- **Exercise description**
Can you transcribe every item below, reproducing each line character for character?
==================================================
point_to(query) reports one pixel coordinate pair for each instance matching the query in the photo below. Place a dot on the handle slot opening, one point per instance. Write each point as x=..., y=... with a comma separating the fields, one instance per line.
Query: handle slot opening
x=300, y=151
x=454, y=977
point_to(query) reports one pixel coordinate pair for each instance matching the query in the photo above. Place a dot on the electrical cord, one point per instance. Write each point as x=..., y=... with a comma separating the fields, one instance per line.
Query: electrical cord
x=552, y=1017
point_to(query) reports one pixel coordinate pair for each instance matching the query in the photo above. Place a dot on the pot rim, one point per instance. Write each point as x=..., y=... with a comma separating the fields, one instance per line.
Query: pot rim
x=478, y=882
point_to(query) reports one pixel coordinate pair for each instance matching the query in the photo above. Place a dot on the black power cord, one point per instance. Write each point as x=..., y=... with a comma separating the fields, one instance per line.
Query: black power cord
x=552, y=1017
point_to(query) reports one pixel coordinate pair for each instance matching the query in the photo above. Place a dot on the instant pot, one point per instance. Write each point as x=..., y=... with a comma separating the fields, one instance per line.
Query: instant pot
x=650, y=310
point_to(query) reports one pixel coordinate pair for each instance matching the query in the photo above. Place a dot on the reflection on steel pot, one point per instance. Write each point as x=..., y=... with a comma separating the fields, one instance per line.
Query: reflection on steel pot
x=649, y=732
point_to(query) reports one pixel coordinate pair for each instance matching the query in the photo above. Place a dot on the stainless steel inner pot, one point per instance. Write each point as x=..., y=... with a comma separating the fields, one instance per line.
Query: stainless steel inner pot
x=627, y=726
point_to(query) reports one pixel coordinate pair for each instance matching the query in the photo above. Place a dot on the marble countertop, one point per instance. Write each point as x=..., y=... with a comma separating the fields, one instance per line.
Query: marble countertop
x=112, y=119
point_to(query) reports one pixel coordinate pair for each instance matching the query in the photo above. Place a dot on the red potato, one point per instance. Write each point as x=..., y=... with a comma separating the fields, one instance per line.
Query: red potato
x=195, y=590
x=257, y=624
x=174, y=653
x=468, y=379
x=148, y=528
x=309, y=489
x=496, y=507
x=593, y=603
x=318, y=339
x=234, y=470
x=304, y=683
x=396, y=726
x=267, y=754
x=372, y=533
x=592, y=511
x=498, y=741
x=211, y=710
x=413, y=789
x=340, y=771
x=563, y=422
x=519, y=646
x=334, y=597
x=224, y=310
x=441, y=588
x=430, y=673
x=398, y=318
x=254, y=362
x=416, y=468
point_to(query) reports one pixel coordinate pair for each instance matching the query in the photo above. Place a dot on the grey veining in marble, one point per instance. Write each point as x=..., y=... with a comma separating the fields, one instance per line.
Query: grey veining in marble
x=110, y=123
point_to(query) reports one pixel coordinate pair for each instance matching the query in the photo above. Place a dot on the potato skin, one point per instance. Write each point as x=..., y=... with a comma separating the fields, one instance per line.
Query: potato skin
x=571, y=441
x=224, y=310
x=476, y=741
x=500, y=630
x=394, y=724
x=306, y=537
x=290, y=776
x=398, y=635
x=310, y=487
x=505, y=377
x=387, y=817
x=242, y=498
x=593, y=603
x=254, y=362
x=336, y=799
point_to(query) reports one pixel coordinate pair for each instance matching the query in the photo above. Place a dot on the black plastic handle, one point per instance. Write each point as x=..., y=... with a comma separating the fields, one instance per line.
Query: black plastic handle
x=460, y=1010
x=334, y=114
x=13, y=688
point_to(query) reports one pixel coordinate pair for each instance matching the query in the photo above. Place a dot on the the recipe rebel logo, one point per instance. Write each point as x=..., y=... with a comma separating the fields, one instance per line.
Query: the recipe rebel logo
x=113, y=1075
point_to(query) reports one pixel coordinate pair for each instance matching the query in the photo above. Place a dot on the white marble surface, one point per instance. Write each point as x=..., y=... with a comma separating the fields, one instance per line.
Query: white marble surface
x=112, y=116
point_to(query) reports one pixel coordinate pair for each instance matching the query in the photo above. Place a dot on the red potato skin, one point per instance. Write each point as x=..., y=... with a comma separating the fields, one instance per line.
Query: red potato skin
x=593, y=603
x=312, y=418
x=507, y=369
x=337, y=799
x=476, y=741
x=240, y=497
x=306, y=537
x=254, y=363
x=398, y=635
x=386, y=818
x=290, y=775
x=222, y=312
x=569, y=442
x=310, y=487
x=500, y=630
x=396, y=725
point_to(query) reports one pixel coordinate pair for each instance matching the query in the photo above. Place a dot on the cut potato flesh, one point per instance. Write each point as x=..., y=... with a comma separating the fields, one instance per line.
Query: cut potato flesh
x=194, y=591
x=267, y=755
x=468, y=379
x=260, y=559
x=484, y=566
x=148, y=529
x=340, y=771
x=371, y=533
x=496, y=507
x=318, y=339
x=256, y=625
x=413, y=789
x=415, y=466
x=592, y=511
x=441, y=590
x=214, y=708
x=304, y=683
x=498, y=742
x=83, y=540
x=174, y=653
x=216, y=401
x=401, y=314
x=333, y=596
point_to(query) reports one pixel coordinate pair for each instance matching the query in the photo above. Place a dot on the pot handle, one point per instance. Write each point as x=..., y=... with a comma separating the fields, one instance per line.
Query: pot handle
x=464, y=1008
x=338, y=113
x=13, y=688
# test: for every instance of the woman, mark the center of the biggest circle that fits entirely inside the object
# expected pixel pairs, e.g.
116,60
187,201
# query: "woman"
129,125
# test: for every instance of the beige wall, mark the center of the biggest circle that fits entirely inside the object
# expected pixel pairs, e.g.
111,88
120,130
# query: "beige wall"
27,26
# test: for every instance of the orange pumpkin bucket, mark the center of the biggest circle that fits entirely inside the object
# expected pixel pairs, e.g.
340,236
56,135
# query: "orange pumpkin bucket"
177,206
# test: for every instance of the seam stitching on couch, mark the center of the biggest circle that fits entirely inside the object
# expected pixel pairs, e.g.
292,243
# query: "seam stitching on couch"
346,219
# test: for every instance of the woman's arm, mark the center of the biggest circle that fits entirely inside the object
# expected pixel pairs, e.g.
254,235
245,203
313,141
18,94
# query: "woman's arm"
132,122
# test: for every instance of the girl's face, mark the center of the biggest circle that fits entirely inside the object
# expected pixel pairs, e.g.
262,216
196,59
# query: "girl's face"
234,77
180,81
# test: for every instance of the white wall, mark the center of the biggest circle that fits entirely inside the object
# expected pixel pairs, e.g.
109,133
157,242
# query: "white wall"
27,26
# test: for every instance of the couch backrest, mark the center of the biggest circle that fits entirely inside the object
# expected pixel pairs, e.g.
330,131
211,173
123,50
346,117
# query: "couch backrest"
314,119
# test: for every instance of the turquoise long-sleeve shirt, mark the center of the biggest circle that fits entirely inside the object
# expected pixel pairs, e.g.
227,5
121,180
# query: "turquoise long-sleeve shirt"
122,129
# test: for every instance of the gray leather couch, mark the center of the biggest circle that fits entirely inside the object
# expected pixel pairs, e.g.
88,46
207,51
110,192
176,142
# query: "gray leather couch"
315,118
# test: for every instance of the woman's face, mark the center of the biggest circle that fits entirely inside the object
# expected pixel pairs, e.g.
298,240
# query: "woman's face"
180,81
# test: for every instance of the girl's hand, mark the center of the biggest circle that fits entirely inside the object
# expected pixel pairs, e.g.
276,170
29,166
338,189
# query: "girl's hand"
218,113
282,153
==================================================
- **Result of this task**
point_to(query) reports one pixel coordinate pair for each instance matching the query in the photo below. Place a dot on the handle slot opening, one point per instance. Write each point as x=..., y=... with a comma separating the fields, one instance per line.
Query: handle slot opening
x=300, y=151
x=454, y=977
point_to(query) reports one pixel coordinate pair for each instance matching the query in the photo above. Place a dot on the electrical cord, one point per instance. Write each point as x=..., y=... with a comma separating the fields, one instance per line.
Query: electrical cord
x=552, y=1017
point_to(query) reports one pixel coordinate pair for each instance matching the query in the photo above. Place a dot on the pot rim, one point per instance. Write each point as x=..., y=... with a comma separating the fields, one instance per line.
Query: pot rim
x=478, y=882
point_to(query) reports one pixel coordinate pair for each instance matching the query in the photo above. Place a dot on the black power cord, one point per instance. Write each point as x=..., y=... with a comma separating the fields, one instance per line.
Query: black power cord
x=552, y=1017
point_to(query) reports one pixel coordinate pair for each instance matching the query in the photo above. Place a dot on the instant pot, one point per instance. Write each point as x=..., y=... with a comma separating the fields, one instance per line.
Query: instant pot
x=650, y=310
point_to(query) reports one pixel coordinate pair for each instance matching the query in the photo above. Place a dot on the reflection on steel pot, one point per instance. Write each point as x=..., y=... with a comma separating the fields, one instance per line.
Query: reflection on steel pot
x=649, y=732
point_to(query) reports one pixel coordinate pair for each instance matching the query in the photo above. Place a dot on the stainless steel inner pot, one point per instance. Write each point as x=..., y=... with a comma separating the fields, one instance per line.
Query: stainless steel inner pot
x=627, y=726
point_to(query) reports one pixel coordinate pair for each instance matching the query in the photo above. Place a dot on the marble countertop, one point per instance. Write each point as x=..., y=... with a comma separating the fields, one instance per line.
Query: marble countertop
x=112, y=119
point_to(query) reports one pixel coordinate pair for each instance matching the query in the photo above. Place a dot on the red potato, one point per instance. Write each point as x=..., y=... with a comma separating the fields, one instance per line.
Query: red potato
x=195, y=590
x=257, y=624
x=174, y=653
x=468, y=379
x=148, y=528
x=309, y=489
x=496, y=507
x=593, y=603
x=318, y=339
x=234, y=470
x=304, y=683
x=396, y=726
x=267, y=754
x=372, y=533
x=592, y=511
x=498, y=741
x=211, y=710
x=413, y=789
x=340, y=771
x=563, y=422
x=519, y=646
x=334, y=597
x=224, y=310
x=441, y=588
x=430, y=673
x=398, y=318
x=254, y=362
x=416, y=468
point_to(query) reports one pixel coordinate pair for each instance matching the query in the photo above. Place a dot on the grey veining in marble, one point per instance. Write each point as x=..., y=... with a comma separating the fields, one instance per line.
Query: grey veining in marble
x=110, y=123
point_to(query) reports one pixel coordinate pair for each instance matching the query in the photo above. Place a dot on the potato skin, one point per instance. Write each point as x=..., y=... with a comma separating the fields, one instance per line.
Query: potato skin
x=571, y=441
x=224, y=310
x=476, y=741
x=500, y=630
x=394, y=724
x=306, y=537
x=290, y=776
x=398, y=635
x=310, y=487
x=505, y=377
x=387, y=817
x=242, y=498
x=593, y=603
x=254, y=362
x=336, y=799
point_to(query) reports one pixel coordinate pair for each instance matching the query in the photo above. Place a dot on the black plastic handle, one point per instance. Write each point as x=..., y=... with a comma separating the fields, one instance per line.
Query: black plastic handle
x=460, y=1010
x=334, y=114
x=13, y=688
point_to(query) reports one pixel coordinate pair for each instance matching the query in the photo above. Place a dot on the the recipe rebel logo, one point per instance. Write each point as x=..., y=... with a comma separating the fields, one instance per line.
Query: the recipe rebel logo
x=113, y=1075
point_to(query) reports one pixel coordinate pair for each instance matching the query in the photo above. Place a dot on the white marble surface, one point per instance. Write each point as x=..., y=... with a comma separating the fields, one instance per line.
Query: white marble surface
x=112, y=116
point_to(query) reports one pixel coordinate pair for each instance matching the query in the photo above. Place a dot on the red potato skin, one point per instance. Write each point as x=..., y=... with a comma separating the fields, one instance per line.
Query: red potato skin
x=593, y=603
x=312, y=418
x=507, y=369
x=337, y=799
x=476, y=741
x=240, y=497
x=306, y=537
x=254, y=363
x=398, y=635
x=386, y=818
x=290, y=775
x=222, y=312
x=569, y=442
x=310, y=487
x=500, y=630
x=396, y=725
point_to(query) reports one pixel coordinate pair for each instance matching the query in the photo above. Place a dot on the cut potato flesh, one point per instance. Write each point as x=..., y=... with a comma separating the fields, one instance per line.
Query: cut potato flesh
x=194, y=591
x=267, y=755
x=468, y=379
x=260, y=559
x=484, y=566
x=148, y=529
x=340, y=771
x=371, y=533
x=496, y=507
x=318, y=339
x=256, y=625
x=413, y=789
x=415, y=466
x=592, y=511
x=441, y=590
x=214, y=708
x=304, y=683
x=498, y=742
x=83, y=540
x=174, y=653
x=216, y=401
x=401, y=314
x=333, y=596
point_to(query) reports one pixel coordinate pair for each instance matching the query in the photo above. Place a dot on the pot handle, one point per instance. Write each point as x=..., y=... with a comma separating the fields, one instance per line.
Query: pot handle
x=464, y=1008
x=338, y=113
x=13, y=688
# test: for every instance of the woman, mark the center of the biggest circle that fits entirely inside the object
# expected pixel pairs, e.g.
116,60
187,201
# query: "woman"
129,125
# test: for every instance of the beige wall, mark the center of the biggest circle that fits entirely inside the object
# expected pixel pairs, e.g.
111,88
120,130
# query: "beige wall"
27,26
# test: for every instance of the orange pumpkin bucket, mark the center of the biggest circle that fits entirely inside the object
# expected pixel pairs, e.g.
340,236
56,135
# query: "orange pumpkin bucket"
177,206
# test: for every instance of the seam stitching on couch, mark the center of the biggest circle that fits entirely inside the object
# expected pixel pairs, e.g.
292,243
# query: "seam stitching on couch"
346,219
# test: for every instance of the woman's arm, mark the center of the biggest circle that fits entirely inside the object
# expected pixel pairs, e.g.
254,235
245,203
313,141
18,94
# query: "woman's arm"
132,122
# test: for every instance of the girl's face, mark the center of the biggest circle that fits entirely inside the object
# expected pixel pairs, e.g.
262,216
196,59
# query: "girl's face"
234,77
180,81
# test: for every instance of the white wall, mark the center of the biggest circle that fits entirely inside the object
# expected pixel pairs, e.g.
109,133
157,242
# query: "white wall"
27,26
# test: for every instance of the couch backrest, mark the center of the biggest circle that fits entirely inside the object
# expected pixel pairs, e.g.
330,131
211,173
123,50
346,117
# query: "couch backrest"
314,119
# test: for every instance of the turquoise long-sleeve shirt, mark the center of the biggest circle that fits entirely inside the object
# expected pixel pairs, e.g.
227,5
121,180
# query: "turquoise long-sleeve shirt"
122,129
# test: for every instance of the gray leather couch, mark the center of the biggest circle that fits entirely inside the object
# expected pixel pairs, e.g.
88,46
207,51
110,192
176,142
# query: "gray leather couch"
315,118
# test: for every instance of the woman's face, mark the center of the biggest circle that fits entirely inside the object
# expected pixel pairs, e.g.
298,240
# query: "woman's face"
180,81
# test: for every instance of the girl's hand, mark the center of the biggest circle that fits entirely inside the object
# expected pixel pairs, e.g.
276,170
29,166
338,189
# query: "girl's hand"
218,113
282,153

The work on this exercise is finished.